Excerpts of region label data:

========================================================================

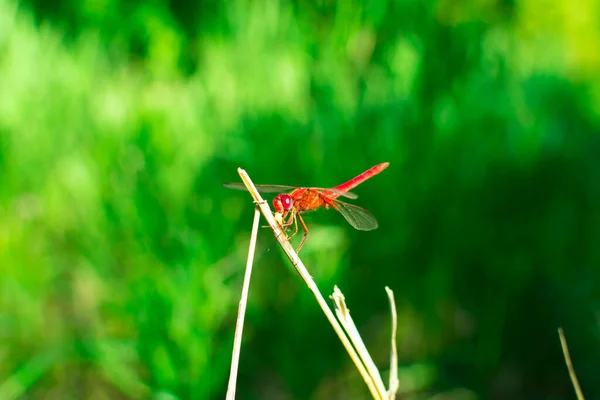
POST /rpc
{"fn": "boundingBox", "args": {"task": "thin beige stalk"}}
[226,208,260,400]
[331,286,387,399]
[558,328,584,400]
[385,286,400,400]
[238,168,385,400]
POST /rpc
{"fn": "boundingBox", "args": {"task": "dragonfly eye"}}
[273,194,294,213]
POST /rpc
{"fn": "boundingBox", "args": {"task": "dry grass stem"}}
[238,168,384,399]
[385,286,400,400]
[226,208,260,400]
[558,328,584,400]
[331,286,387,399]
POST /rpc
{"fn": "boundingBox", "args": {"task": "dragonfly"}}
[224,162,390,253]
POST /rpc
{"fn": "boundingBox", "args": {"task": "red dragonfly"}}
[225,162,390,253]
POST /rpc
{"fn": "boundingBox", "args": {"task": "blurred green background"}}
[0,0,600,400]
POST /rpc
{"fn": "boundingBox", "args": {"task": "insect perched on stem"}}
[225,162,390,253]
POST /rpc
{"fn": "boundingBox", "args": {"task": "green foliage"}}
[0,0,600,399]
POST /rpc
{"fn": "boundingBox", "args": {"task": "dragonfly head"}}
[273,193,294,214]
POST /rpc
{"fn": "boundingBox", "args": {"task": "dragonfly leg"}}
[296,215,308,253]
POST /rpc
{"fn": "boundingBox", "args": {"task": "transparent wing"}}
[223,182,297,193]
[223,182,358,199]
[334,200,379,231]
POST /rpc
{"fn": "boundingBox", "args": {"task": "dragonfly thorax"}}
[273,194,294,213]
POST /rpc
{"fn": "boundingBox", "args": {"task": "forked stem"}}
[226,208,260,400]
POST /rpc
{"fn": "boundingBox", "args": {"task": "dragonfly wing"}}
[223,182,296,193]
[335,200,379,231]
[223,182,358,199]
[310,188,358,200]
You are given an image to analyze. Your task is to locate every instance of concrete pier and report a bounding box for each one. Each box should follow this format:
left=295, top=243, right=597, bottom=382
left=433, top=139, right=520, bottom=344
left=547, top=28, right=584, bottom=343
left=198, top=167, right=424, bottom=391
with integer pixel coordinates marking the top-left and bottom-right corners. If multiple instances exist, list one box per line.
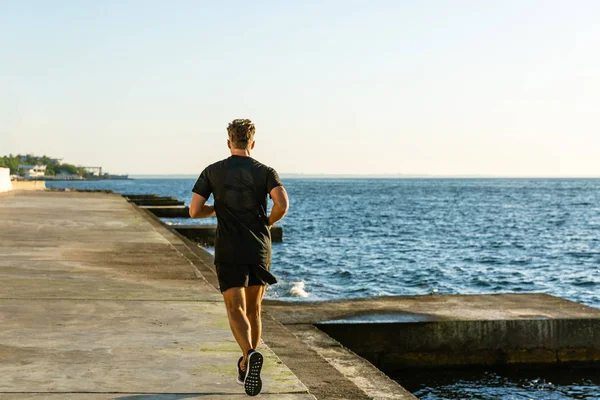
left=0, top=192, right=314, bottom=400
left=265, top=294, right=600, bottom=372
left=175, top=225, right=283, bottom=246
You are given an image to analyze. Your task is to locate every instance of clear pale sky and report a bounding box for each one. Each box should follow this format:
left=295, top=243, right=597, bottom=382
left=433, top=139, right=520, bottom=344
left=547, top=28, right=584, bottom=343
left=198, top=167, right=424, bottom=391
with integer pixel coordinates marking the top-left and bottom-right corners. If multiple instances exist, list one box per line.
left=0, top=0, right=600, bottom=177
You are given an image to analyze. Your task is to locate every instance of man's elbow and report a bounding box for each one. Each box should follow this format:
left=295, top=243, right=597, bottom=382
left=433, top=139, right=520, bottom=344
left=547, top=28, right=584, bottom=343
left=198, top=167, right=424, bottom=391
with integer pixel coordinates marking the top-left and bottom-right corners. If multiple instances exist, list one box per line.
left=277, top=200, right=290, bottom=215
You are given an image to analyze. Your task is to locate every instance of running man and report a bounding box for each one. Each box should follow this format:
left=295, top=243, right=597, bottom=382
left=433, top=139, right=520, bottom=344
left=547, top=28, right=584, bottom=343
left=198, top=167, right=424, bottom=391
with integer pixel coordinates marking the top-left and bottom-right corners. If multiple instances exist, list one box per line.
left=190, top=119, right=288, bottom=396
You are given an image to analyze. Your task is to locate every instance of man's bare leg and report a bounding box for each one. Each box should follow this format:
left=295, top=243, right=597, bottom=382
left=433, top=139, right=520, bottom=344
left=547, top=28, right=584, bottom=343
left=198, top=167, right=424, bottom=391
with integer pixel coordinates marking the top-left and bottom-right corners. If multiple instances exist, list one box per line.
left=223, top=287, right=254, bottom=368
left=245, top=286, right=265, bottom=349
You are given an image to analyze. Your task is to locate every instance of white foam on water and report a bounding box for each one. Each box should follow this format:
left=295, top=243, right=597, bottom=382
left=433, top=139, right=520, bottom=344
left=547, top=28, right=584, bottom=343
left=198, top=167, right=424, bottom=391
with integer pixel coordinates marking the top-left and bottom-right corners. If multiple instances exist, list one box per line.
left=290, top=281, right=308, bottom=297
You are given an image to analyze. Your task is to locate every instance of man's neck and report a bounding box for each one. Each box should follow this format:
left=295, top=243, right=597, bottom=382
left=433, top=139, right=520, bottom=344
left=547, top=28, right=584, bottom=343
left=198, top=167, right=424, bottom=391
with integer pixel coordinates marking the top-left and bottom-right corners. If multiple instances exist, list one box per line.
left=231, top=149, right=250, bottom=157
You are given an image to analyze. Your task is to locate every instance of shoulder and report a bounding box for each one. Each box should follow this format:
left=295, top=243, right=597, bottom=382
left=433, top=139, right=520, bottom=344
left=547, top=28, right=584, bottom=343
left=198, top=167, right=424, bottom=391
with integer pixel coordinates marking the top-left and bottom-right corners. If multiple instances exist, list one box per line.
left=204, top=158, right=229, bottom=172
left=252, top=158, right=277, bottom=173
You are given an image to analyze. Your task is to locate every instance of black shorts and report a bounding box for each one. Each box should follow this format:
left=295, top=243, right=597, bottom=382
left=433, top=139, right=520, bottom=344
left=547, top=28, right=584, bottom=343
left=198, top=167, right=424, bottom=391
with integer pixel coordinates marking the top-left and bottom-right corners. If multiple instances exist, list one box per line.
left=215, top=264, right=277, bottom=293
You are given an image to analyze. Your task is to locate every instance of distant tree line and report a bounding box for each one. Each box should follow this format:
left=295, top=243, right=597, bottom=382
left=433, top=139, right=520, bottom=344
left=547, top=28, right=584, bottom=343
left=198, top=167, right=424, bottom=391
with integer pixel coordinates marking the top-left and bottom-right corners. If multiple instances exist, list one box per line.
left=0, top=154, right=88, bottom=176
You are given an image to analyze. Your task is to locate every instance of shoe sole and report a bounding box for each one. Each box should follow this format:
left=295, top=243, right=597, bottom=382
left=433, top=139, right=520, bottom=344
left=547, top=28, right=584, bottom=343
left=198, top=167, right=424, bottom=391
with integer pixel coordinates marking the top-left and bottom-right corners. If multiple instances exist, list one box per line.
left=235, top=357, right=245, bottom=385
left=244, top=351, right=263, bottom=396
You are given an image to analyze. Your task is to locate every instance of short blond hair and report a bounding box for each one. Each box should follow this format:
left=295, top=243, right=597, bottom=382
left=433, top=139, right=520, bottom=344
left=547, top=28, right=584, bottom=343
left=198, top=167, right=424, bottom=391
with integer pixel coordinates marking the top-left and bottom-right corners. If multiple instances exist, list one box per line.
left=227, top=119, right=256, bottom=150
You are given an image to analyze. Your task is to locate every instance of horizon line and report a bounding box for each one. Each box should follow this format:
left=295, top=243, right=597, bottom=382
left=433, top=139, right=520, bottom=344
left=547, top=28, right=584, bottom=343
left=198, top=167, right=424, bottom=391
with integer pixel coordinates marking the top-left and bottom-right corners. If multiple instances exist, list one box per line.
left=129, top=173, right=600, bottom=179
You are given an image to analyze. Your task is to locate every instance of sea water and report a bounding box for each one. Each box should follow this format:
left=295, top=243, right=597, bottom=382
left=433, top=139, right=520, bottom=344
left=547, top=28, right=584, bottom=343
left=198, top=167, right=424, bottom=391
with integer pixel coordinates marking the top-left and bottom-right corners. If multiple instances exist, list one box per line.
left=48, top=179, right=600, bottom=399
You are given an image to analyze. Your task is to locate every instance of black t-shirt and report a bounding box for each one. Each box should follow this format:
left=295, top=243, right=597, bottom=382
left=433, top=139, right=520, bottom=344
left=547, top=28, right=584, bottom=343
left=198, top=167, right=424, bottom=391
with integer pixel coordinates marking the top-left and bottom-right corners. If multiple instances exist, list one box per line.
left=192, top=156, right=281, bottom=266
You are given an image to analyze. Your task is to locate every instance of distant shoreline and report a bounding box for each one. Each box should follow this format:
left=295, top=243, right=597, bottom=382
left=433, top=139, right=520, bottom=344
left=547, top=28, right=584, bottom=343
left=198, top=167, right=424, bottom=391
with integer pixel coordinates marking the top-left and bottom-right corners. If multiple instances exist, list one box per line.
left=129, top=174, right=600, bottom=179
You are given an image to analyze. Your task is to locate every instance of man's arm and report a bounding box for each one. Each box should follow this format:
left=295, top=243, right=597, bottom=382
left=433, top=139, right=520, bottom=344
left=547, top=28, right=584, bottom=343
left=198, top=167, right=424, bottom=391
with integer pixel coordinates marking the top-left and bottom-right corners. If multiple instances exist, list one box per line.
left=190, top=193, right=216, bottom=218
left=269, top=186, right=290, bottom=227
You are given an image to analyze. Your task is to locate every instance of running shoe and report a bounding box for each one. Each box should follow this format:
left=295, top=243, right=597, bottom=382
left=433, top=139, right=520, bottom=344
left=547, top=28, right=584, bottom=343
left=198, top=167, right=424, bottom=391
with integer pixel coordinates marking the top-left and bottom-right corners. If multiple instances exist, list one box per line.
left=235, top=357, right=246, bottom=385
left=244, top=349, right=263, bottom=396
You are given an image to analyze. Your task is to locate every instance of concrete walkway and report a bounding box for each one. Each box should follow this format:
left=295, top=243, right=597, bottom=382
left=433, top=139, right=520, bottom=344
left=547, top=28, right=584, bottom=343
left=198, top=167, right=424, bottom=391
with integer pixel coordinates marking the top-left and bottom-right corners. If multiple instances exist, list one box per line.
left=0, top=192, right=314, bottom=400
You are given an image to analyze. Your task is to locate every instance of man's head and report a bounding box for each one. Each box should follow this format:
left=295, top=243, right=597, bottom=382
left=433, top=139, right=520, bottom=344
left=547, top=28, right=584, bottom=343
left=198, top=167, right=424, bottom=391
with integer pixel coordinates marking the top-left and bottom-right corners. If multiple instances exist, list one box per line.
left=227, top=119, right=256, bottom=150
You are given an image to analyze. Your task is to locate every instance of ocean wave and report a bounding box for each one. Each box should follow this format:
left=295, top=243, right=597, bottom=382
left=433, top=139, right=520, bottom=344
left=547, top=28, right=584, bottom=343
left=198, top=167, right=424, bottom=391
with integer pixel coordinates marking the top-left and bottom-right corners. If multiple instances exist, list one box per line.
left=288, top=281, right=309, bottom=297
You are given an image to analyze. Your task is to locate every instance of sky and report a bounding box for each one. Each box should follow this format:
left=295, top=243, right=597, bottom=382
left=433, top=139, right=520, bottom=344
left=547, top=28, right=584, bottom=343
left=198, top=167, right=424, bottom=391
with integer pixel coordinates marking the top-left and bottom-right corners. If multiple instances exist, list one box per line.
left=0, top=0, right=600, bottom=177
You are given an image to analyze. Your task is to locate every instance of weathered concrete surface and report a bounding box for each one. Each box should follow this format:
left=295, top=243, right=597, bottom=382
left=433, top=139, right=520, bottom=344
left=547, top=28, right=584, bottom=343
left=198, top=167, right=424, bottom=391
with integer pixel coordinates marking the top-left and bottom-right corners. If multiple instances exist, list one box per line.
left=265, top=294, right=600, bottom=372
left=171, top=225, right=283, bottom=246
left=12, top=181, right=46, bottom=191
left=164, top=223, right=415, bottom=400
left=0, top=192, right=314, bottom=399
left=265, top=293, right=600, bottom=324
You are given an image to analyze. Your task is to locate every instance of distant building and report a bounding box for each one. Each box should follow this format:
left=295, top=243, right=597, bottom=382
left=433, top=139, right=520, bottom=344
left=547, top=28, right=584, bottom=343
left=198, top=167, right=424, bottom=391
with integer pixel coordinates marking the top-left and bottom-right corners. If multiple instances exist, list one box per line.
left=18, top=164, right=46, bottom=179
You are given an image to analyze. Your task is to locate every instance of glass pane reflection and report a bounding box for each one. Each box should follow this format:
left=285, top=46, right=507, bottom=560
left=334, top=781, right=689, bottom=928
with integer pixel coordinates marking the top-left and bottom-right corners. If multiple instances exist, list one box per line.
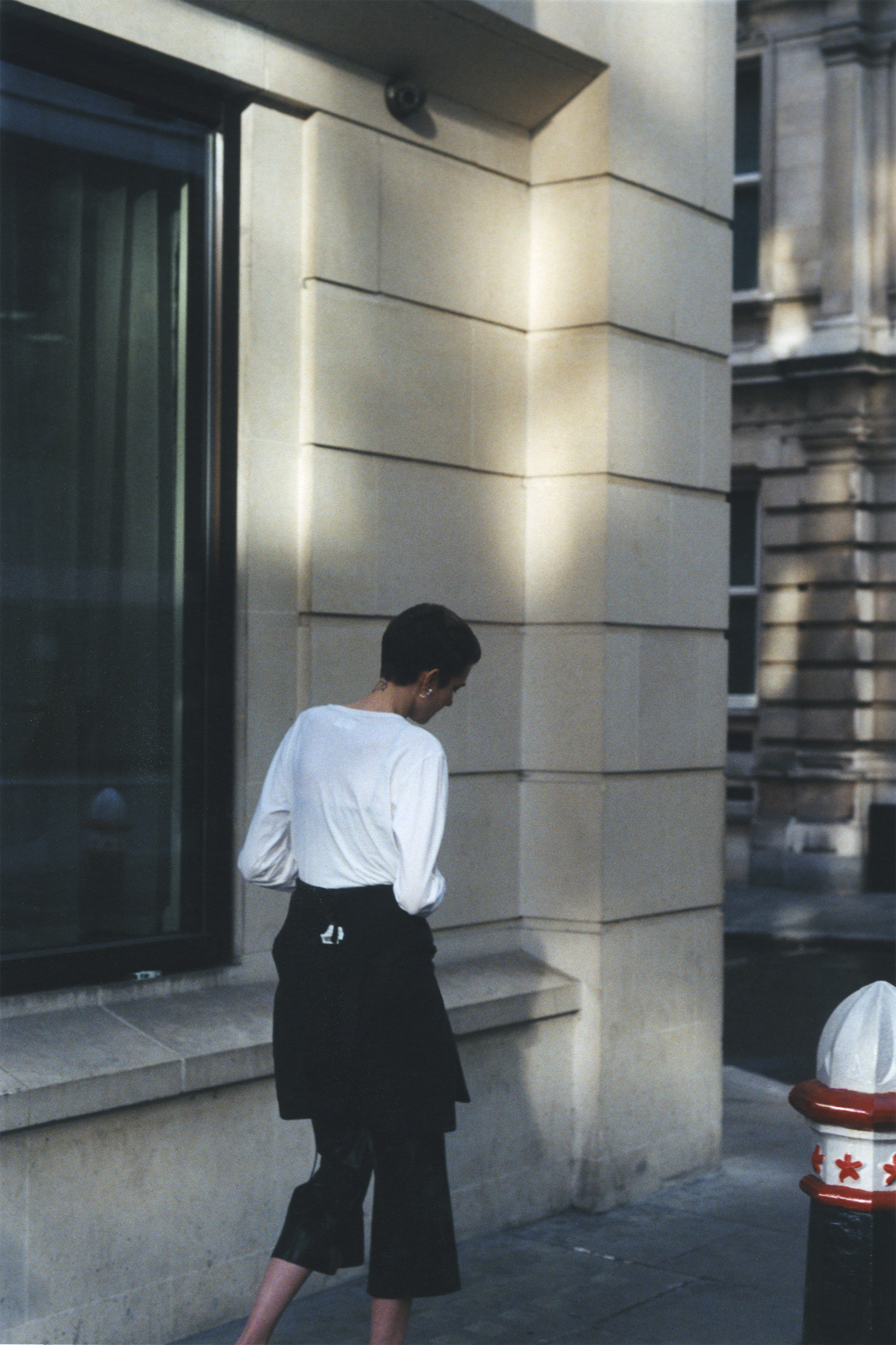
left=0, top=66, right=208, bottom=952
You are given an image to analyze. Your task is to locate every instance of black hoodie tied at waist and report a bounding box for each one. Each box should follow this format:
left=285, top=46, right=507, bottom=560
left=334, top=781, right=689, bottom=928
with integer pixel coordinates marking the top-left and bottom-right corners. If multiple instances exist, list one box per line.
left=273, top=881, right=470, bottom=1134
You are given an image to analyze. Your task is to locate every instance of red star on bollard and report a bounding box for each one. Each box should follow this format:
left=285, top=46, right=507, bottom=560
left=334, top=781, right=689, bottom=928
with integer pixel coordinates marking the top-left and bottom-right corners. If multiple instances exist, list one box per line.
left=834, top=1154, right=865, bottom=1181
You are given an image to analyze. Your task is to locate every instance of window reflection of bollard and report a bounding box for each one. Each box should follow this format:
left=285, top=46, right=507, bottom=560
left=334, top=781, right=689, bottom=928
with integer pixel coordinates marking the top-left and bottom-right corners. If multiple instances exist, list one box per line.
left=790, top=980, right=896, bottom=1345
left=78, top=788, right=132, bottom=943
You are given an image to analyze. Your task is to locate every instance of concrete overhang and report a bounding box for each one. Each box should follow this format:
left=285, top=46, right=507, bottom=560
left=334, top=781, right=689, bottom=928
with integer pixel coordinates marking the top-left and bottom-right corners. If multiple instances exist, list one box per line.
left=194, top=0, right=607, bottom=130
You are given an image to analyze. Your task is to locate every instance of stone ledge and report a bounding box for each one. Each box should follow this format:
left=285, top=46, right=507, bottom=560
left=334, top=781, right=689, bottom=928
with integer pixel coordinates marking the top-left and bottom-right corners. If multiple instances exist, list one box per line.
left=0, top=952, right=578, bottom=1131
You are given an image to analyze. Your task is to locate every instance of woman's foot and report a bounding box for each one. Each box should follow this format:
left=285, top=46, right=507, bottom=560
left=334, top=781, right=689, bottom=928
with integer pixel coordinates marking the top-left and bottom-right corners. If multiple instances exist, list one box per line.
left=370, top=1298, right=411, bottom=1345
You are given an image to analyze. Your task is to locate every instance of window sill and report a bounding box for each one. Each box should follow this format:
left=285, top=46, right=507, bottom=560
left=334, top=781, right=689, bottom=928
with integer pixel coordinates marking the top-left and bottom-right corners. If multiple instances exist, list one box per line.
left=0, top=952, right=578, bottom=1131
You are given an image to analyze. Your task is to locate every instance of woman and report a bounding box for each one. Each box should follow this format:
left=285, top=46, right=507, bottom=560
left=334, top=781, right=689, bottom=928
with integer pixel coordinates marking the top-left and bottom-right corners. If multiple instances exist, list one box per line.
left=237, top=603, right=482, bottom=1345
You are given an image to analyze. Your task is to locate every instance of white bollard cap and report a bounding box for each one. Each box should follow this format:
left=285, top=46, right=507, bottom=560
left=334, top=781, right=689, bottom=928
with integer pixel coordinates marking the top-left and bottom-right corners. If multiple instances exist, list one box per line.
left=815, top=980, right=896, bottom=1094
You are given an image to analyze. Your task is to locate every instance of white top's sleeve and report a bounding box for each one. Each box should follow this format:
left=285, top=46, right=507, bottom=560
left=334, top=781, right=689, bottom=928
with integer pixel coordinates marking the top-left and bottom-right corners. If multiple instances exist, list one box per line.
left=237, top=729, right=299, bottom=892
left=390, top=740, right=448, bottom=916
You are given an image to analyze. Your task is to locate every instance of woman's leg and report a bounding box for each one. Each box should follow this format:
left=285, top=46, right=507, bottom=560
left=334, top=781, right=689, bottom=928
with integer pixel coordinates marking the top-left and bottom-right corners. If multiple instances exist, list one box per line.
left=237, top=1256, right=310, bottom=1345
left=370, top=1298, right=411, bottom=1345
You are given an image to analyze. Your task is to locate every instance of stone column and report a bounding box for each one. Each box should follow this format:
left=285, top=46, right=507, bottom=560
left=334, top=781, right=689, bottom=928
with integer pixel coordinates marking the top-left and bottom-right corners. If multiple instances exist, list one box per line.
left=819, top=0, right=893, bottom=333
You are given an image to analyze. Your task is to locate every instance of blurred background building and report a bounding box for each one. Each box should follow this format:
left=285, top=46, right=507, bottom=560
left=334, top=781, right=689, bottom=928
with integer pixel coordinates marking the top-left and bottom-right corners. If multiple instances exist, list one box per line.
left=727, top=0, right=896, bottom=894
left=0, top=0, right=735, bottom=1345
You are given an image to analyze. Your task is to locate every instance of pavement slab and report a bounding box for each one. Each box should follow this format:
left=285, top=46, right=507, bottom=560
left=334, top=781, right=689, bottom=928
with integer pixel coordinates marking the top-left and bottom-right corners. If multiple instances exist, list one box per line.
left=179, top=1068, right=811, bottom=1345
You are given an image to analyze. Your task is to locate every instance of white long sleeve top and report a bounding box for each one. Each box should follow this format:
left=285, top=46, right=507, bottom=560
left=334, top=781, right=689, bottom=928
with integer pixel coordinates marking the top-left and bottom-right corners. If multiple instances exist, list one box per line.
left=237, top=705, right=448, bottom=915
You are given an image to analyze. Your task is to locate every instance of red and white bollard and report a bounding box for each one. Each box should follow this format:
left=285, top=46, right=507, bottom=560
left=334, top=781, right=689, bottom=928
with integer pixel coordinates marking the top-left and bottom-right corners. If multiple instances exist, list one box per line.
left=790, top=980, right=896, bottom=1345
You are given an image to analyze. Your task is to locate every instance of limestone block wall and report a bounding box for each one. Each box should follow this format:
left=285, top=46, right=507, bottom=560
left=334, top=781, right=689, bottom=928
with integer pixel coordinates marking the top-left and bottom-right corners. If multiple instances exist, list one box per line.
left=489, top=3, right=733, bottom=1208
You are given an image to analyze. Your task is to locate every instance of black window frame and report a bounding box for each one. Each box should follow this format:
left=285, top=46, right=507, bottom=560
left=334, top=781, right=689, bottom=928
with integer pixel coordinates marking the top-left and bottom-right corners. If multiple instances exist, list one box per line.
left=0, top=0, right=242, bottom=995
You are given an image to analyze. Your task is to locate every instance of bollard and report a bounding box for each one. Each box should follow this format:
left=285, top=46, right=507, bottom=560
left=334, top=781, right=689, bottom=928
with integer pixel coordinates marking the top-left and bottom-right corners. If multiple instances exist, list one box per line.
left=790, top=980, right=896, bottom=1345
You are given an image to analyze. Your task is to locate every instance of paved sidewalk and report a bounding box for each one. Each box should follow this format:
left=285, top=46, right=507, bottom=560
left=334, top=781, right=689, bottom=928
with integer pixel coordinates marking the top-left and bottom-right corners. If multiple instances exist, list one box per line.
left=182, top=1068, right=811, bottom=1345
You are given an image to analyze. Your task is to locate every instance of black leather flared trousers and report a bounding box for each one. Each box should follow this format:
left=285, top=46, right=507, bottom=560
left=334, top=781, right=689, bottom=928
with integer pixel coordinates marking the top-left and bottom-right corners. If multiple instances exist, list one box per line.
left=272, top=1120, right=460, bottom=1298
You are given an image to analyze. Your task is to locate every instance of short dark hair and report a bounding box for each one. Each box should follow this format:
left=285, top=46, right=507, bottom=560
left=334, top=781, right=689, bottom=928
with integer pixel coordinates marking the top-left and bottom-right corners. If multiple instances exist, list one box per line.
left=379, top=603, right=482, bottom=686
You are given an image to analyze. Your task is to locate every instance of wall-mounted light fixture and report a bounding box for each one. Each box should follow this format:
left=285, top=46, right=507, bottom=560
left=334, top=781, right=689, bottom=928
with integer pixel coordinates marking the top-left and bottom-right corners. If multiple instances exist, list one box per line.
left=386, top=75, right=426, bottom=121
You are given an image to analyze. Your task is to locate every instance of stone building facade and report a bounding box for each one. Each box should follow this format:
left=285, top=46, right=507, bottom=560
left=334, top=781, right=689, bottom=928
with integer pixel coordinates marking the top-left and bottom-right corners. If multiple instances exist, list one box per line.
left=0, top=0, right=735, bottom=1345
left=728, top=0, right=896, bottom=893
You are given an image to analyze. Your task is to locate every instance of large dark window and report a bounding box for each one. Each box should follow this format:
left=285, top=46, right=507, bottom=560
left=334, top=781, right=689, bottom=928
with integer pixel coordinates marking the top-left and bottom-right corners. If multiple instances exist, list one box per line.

========================================================================

Reproduce, character for character, the part of the items above that opens at the very start and closes with the line containing "[310,188,358,200]", both ends included. Leave out the pictures.

RIGHT ANSWER.
POST /rpc
{"fn": "boundingBox", "args": {"task": "thin beige stalk"}}
[226,208,260,400]
[331,286,387,399]
[558,328,584,400]
[385,286,400,400]
[238,168,385,400]
POST /rpc
{"fn": "boundingBox", "args": {"task": "dragonfly eye"}}
[273,194,294,213]
POST /rpc
{"fn": "boundingBox", "args": {"task": "dry grass stem"}}
[238,168,384,399]
[385,286,400,400]
[226,208,260,400]
[558,328,584,400]
[331,286,387,399]
POST /rpc
{"fn": "boundingBox", "args": {"task": "dragonfly"}}
[224,162,390,253]
POST /rpc
{"fn": "boundingBox", "args": {"task": "red dragonfly"}}
[225,162,390,253]
POST /rpc
{"fn": "boundingBox", "args": {"task": "blurred green background"}}
[0,0,600,400]
POST /rpc
{"fn": "boundingBox", "args": {"task": "insect perched on stem"}}
[225,162,390,253]
POST /rpc
{"fn": "boundingBox", "args": {"task": "green foliage"}}
[0,0,600,399]
POST /rpc
{"fn": "boundingBox", "args": {"task": "dragonfly head"}}
[273,193,294,214]
POST /rpc
{"fn": "boundingBox", "args": {"task": "dragonfly leg"}}
[296,215,308,253]
POST /rpc
{"fn": "boundingBox", "args": {"task": "transparent wing"}}
[223,182,297,193]
[223,182,358,199]
[334,200,379,231]
POST /rpc
{"fn": "boundingBox", "args": {"task": "dragonfly thorax"}}
[273,194,294,213]
POST /rpc
{"fn": "boundingBox", "args": {"task": "forked stem"}}
[226,208,260,400]
POST /rpc
{"fn": "boundingBox", "args": {"task": "dragonfly wing"}}
[223,182,296,193]
[335,200,379,231]
[223,182,358,199]
[310,188,358,200]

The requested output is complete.